PROBLEM ->
Please set out the lines below as a numbered list, leaving out any blank lines.

[Records from a collection of data]
***

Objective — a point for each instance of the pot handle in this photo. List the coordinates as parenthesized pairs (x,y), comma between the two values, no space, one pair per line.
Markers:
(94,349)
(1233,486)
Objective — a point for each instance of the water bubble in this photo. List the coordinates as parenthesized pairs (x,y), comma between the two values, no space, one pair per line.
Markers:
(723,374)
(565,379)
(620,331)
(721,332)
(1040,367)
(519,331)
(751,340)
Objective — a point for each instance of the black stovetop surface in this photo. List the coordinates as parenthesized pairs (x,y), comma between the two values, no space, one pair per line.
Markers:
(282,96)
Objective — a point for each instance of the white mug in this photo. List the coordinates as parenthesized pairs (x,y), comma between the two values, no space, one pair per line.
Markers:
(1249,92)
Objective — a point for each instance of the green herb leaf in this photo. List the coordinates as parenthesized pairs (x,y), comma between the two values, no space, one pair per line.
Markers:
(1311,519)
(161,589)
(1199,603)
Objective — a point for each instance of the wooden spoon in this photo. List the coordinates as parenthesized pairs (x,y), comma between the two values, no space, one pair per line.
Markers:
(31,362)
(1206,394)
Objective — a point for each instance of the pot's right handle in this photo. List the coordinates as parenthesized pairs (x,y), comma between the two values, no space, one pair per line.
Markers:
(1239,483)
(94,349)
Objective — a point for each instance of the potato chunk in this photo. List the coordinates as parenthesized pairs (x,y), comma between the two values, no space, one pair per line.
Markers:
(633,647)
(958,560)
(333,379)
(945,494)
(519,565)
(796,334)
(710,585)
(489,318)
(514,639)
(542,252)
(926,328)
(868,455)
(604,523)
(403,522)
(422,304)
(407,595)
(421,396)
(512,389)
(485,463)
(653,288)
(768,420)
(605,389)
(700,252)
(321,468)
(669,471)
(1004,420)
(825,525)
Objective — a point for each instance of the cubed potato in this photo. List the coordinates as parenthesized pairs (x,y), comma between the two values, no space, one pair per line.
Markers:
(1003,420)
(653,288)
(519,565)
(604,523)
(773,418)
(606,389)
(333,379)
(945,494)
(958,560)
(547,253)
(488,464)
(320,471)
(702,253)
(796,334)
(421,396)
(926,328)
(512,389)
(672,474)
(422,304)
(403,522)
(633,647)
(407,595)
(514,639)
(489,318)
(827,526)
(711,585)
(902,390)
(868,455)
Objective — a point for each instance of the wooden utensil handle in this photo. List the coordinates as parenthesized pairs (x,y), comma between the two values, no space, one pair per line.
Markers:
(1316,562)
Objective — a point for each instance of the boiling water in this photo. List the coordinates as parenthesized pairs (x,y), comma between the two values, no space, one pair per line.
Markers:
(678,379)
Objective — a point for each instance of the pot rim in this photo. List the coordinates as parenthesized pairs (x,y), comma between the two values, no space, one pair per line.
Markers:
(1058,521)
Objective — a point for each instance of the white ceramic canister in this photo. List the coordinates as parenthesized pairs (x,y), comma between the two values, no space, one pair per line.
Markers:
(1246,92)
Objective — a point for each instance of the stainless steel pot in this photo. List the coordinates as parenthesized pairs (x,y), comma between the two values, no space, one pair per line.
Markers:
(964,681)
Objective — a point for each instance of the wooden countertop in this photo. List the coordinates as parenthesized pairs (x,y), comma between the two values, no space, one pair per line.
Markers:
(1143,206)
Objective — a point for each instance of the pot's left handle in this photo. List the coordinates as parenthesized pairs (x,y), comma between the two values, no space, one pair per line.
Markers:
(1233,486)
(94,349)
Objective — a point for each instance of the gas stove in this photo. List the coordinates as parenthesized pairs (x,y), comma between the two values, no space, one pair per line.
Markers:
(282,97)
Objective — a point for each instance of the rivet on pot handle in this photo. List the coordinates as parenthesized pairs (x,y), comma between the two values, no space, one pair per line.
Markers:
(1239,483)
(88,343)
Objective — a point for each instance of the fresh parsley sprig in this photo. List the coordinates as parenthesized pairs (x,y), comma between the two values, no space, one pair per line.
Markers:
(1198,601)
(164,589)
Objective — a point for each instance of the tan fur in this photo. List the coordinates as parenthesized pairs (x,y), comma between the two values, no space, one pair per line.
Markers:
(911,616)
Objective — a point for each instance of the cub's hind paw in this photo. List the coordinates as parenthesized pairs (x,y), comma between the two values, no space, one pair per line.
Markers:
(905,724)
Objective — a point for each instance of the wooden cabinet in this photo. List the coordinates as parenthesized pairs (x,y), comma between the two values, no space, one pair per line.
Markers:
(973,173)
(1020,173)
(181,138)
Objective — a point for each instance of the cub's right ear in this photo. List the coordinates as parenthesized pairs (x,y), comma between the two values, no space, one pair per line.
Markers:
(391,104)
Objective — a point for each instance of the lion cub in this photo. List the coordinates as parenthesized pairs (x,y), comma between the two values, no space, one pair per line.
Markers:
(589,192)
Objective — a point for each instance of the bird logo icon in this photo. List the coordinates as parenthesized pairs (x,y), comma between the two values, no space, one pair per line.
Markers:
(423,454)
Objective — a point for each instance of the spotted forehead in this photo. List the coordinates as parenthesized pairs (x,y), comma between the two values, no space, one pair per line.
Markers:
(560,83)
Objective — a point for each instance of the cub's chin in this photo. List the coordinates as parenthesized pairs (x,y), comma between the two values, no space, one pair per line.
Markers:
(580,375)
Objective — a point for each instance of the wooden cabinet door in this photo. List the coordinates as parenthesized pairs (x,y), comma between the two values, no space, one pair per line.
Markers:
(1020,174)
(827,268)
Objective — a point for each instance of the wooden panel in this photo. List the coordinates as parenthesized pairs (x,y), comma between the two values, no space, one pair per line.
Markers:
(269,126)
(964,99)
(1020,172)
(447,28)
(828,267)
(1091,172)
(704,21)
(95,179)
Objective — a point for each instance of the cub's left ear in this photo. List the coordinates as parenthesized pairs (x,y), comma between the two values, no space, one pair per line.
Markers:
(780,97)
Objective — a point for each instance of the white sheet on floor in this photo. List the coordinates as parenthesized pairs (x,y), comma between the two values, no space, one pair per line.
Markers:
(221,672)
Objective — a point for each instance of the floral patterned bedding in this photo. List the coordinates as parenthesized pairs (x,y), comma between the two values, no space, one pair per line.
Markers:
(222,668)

***

RESULT OF THIS TASK ->
1. Objective — a point for each instance of the pot handle in this photo. List the coordinates as parenthesized pairs (x,y), comma between the two values, no space, one pair per line.
2. Markers:
3. (94,349)
4. (1233,486)
5. Objective — a point for each instance of the water bubble in this photo. List the coordinates as parenthesized pairs (x,y), comma between the two values, no space, one pair per line.
6. Markers:
7. (723,374)
8. (565,379)
9. (620,331)
10. (721,332)
11. (1040,367)
12. (519,331)
13. (751,340)
14. Objective — a point for each instance of the black stovetop surface in this photo. List the coordinates as parenthesized pairs (x,y), comma between the two values, no space, one pair per line.
15. Markers:
16. (282,96)
17. Objective — a point for each instance of the white mug in this photo. List the coordinates as parenthesized pairs (x,y), comma between the two values, no space, one pair per line.
18. Markers:
19. (1249,92)
20. Objective — a point for each instance of the green herb leaf in this photo. List the coordinates as parenthesized pairs (x,y), comma between the two values, no space, one pair per line.
21. Markers:
22. (1311,519)
23. (161,589)
24. (1199,603)
25. Objective — a point for each instance of the wooden spoon in this photo. List the coordinates as parenthesized pairs (x,y), comma between the two values, no space, one pair per line.
26. Markers:
27. (31,362)
28. (1206,394)
29. Objective — a point for each instance of the pot's right handle in this photo. List the coordinates as parenthesized pairs (x,y), comma between the two values, no space, one pair per line.
30. Markers:
31. (1239,483)
32. (94,349)
33. Objective — a point for each instance of the potato chunk in this photo. List the coordinates as parenthesized pairs (x,y), comma between the two values, no space, one pair per line.
34. Markers:
35. (633,647)
36. (958,560)
37. (333,379)
38. (945,494)
39. (519,565)
40. (796,334)
41. (710,585)
42. (489,318)
43. (514,639)
44. (542,252)
45. (926,328)
46. (868,455)
47. (604,523)
48. (403,522)
49. (422,304)
50. (407,595)
51. (421,396)
52. (512,389)
53. (485,463)
54. (653,288)
55. (768,420)
56. (605,389)
57. (700,252)
58. (321,468)
59. (669,471)
60. (1004,420)
61. (825,525)
62. Objective — a point for each instance of the cubed potato in this photo. List the coordinates as parenthesized pairs (x,y), comma between the two values, no space, one pair per line.
63. Markers:
64. (1003,420)
65. (653,288)
66. (519,565)
67. (604,523)
68. (773,418)
69. (606,389)
70. (333,379)
71. (945,494)
72. (958,560)
73. (547,253)
74. (488,464)
75. (320,471)
76. (702,253)
77. (796,334)
78. (421,396)
79. (926,328)
80. (512,389)
81. (672,474)
82. (422,304)
83. (403,522)
84. (633,647)
85. (407,595)
86. (514,639)
87. (489,318)
88. (827,526)
89. (711,585)
90. (902,390)
91. (868,455)
92. Objective — a point for each instance of the wooden utensil handle in this photo. List the coordinates as parenthesized pairs (x,y), comma between the two values, no space, one pair per line.
93. Markers:
94. (1316,562)
95. Objective — a point for each instance of the boiling water in this photo. List the coordinates as parenthesized pairs (x,y), comma between the two values, no space, one pair per line.
96. Markers:
97. (678,379)
98. Objective — a point for each instance of the pot rim in this photo. List the coordinates as parenthesized pairs (x,y), comma between the two values, no space, one pair per line.
99. Markers:
100. (1058,521)
101. Objective — a point for each instance of the white ceramic canister in this photo. List the coordinates as parenthesized pairs (x,y), comma between the two values, no space, one pair per line.
102. Markers:
103. (1246,92)
104. Objective — a point for each instance of the stainless steel pot in this photo. List the coordinates as parenthesized pairs (x,y), comma between the two values, no space, one pair per line.
105. Markers:
106. (964,681)
107. Objective — a point for each instance of the wooden countertop in this photo. List the coordinates as parenthesized pairs (x,y), comma between the two values, no space, one pair per line.
108. Markers:
109. (1143,206)
110. Objective — a point for each instance of the pot's left handle in this photo. List the coordinates as parenthesized pairs (x,y), comma between the two values, no space, one pair per line.
111. Markers:
112. (1233,486)
113. (94,349)
114. Objective — a point for each instance of the gas stove in this photo. List the coordinates as parenthesized pairs (x,y), comma between the two values, no space, one pair per line.
115. Markers:
116. (282,97)
117. Objective — a point for each instance of the rivet on pot handle in this photo. List the coordinates as parenthesized pairs (x,y), comma between the two values, no space, one pair per line.
118. Markers:
119. (1239,483)
120. (88,343)
121. Objective — a point for each instance of the fresh parsley sprig in this photo. List the coordinates as parenthesized pairs (x,y), comma between the two values, no space, one pair per line.
122. Markers:
123. (1198,601)
124. (164,589)
125. Objective — a point for each instance of the tan fur in this photo. List the coordinates as parenthesized pairs (x,y), comma between the two values, no space, one pair per line.
126. Markers:
127. (911,616)
128. Objective — a point for each instance of the cub's hind paw in this photo. List the coordinates as parenthesized pairs (x,y), comma between the two values, no space, one pair per line.
129. Markers:
130. (905,724)
131. Objective — a point for each instance of the wooden cabinet in this photo. List the coordinates as parenthesized pairs (x,y), comma between the two values, no space, one pair per line.
132. Markers:
133. (973,173)
134. (1020,173)
135. (181,138)
136. Objective — a point for each instance of the cub's right ear in this photo. List the coordinates as parenthesized pairs (x,y), comma between the two values, no space, one pair per line.
137. Markers:
138. (391,104)
139. Objective — a point for each instance of the lion cub in this photo. List the coordinates as parenthesized pairs (x,y), comma between the two values, no space, one pair per line.
140. Markers:
141. (589,192)
142. Objective — a point for each instance of the bird logo icon in this photo. List the coordinates as parenthesized pairs (x,y), comma between the two values, no space, one pair per line.
143. Markers:
144. (423,454)
145. Objective — a point for each instance of the spotted forehead in this photo. List the coordinates as parenthesized pairs (x,y), comma between the two values, no space, one pair per line.
146. Markers:
147. (560,83)
148. Objective — a point for each instance of the cub's chin in this photo. List the coordinates as parenthesized pairs (x,y), comma between the two values, no space, one pair per line.
149. Markers:
150. (580,375)
151. Objective — a point for each instance of the wooden cabinet door in this photo. List the coordinates as parenthesized pairs (x,y), comma between the two values, no space, one pair per line.
152. Markers:
153. (1020,174)
154. (827,268)
155. Objective — a point for each instance of the wooden panel in this photo. List the coordinates as parenthesized pairs (x,y), comma between the two values, no space, one pair per line.
156. Markers:
157. (269,126)
158. (964,99)
159. (1020,172)
160. (447,28)
161. (828,267)
162. (1091,172)
163. (704,21)
164. (95,179)
165. Objective — a point for each instance of the cub's left ear in this photo. List the coordinates as parenthesized pairs (x,y), comma between the two values, no space, one pair per line.
166. Markers:
167. (780,97)
168. Objective — a point for each instance of the white sheet on floor in this photo. List the coordinates as parenthesized pairs (x,y), comma between the two values, no space, one pair per line.
169. Markers:
170. (221,672)
171. Objective — a point for each instance of the floral patterned bedding in this photo. List the coordinates as parenthesized pairs (x,y), comma between the two values, no space, one pair per line.
172. Markers:
173. (222,668)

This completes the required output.